[Excerpts from a detection dataset]
──────

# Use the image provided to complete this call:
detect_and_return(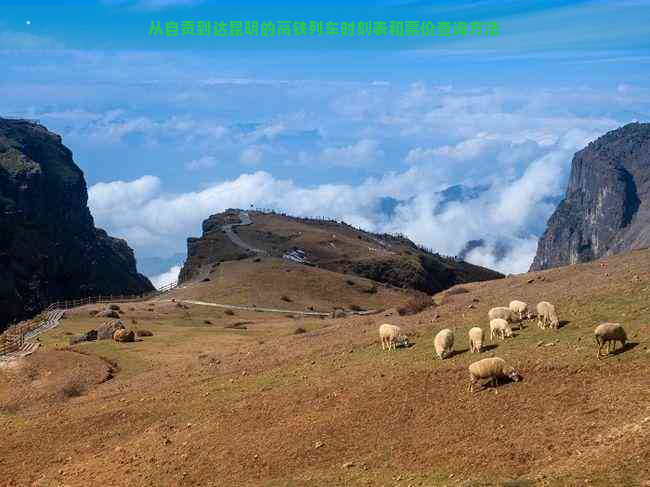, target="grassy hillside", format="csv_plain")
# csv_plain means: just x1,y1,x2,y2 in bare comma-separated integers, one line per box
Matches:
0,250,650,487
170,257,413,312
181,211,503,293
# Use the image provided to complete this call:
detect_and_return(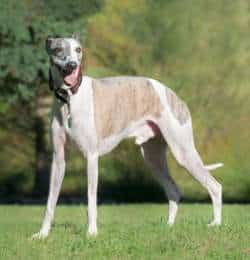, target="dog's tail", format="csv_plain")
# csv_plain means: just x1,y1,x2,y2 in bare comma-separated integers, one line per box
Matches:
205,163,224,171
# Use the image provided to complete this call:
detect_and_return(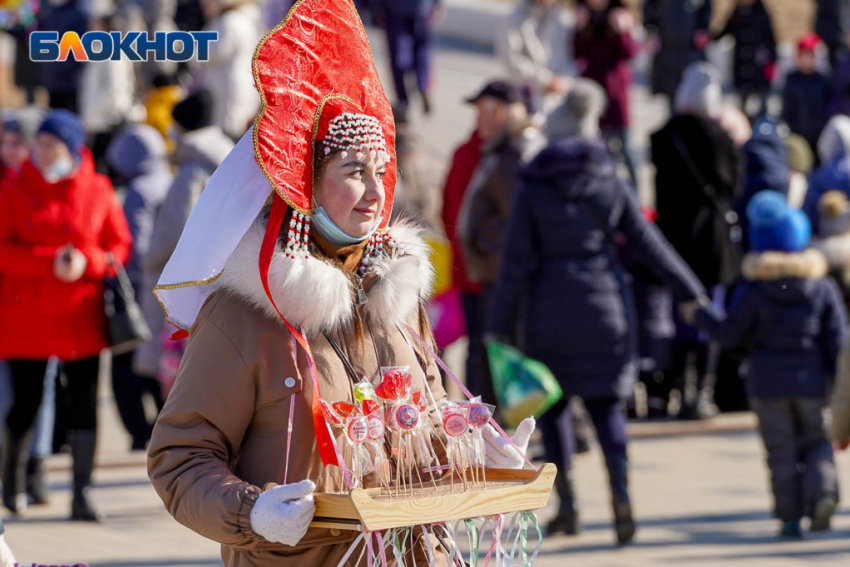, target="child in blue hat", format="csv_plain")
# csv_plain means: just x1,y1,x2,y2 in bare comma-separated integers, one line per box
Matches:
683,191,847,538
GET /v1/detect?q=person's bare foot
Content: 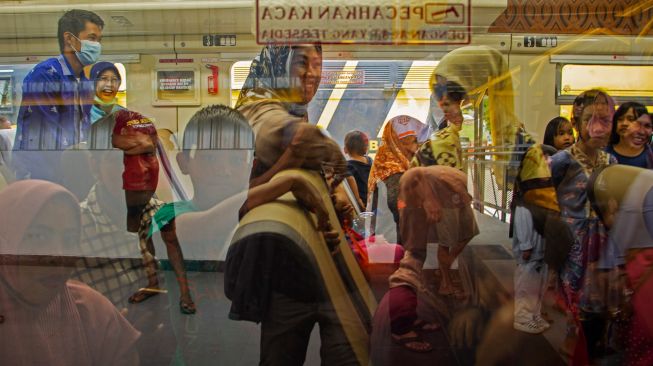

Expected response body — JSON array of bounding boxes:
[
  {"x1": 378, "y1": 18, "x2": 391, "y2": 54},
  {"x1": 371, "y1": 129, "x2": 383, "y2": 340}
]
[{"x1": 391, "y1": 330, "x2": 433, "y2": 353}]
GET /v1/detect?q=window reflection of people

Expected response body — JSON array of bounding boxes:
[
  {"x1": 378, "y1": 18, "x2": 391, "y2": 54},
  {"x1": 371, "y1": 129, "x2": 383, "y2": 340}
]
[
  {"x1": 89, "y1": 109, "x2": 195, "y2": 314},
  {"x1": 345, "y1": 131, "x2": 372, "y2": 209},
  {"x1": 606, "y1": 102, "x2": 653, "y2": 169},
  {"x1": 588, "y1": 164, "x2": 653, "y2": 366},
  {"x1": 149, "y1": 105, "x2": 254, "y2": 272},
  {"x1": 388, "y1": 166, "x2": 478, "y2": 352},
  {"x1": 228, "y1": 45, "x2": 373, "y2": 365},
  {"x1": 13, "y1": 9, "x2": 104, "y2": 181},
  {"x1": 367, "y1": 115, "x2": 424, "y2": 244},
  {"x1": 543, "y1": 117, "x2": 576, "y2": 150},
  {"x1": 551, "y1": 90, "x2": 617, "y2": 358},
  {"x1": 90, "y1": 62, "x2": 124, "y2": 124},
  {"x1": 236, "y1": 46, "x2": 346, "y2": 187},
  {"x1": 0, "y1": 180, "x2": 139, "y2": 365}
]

──────

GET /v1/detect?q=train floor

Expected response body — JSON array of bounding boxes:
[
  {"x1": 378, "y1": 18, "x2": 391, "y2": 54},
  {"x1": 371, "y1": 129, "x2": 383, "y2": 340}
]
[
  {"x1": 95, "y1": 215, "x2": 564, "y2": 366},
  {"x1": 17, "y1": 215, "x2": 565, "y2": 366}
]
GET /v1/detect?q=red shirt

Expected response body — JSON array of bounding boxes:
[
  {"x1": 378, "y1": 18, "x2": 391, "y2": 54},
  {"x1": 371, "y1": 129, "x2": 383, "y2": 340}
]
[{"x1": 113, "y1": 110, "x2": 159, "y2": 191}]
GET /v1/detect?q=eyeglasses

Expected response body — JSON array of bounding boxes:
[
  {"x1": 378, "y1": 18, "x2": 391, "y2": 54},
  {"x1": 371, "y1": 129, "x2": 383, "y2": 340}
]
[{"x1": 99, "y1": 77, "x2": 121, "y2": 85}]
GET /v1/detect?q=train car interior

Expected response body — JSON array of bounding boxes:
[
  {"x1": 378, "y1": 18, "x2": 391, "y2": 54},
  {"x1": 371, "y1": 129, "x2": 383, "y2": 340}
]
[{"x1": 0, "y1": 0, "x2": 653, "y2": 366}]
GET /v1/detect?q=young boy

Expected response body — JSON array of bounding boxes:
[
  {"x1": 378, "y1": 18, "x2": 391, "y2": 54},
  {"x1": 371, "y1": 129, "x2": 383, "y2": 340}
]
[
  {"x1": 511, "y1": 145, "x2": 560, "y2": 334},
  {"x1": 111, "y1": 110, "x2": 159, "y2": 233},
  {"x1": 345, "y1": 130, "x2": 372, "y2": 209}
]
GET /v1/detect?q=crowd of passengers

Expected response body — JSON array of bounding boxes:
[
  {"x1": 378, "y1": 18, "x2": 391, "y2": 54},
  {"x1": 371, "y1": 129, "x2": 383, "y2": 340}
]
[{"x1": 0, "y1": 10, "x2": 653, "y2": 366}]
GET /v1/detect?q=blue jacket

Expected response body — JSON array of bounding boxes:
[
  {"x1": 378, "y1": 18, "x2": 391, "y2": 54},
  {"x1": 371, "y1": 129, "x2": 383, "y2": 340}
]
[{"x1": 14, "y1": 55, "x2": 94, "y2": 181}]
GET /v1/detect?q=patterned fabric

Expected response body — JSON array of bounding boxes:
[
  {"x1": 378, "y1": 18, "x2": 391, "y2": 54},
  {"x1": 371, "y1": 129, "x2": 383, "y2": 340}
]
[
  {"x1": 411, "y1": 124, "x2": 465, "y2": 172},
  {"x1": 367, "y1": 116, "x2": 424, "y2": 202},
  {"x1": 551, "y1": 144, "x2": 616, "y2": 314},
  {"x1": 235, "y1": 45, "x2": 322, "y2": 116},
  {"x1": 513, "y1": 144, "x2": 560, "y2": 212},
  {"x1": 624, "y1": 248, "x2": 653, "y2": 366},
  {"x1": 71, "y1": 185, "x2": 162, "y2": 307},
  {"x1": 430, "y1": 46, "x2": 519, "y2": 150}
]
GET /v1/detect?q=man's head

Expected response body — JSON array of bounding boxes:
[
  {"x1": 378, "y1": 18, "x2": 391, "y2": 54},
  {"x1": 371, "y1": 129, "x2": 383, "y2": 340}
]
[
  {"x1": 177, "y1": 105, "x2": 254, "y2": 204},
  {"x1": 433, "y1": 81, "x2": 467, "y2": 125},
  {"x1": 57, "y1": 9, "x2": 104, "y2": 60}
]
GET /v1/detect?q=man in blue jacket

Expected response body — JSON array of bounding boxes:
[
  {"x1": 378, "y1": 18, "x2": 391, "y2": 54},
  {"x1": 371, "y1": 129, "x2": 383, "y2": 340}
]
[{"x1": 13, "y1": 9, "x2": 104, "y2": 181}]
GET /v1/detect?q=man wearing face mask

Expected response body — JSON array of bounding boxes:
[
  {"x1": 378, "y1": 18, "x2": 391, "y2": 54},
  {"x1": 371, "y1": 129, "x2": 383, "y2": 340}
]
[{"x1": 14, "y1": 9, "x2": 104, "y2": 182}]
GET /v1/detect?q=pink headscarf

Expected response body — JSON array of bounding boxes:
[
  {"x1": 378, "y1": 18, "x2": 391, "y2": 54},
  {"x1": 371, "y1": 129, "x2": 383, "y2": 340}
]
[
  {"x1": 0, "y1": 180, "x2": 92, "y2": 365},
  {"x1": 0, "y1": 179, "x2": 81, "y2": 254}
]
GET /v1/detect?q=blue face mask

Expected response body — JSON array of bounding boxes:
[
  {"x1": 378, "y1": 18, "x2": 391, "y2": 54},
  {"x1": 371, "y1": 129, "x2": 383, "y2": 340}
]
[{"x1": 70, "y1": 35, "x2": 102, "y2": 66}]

──────

_WHAT IS ASKED_. Find every line in the entries above that contains the word "mask" and copy each of those lines in full.

_FINAL RESULT_.
GET /v1/detect?q=man wearing face mask
GET /v1/detect?q=blue face mask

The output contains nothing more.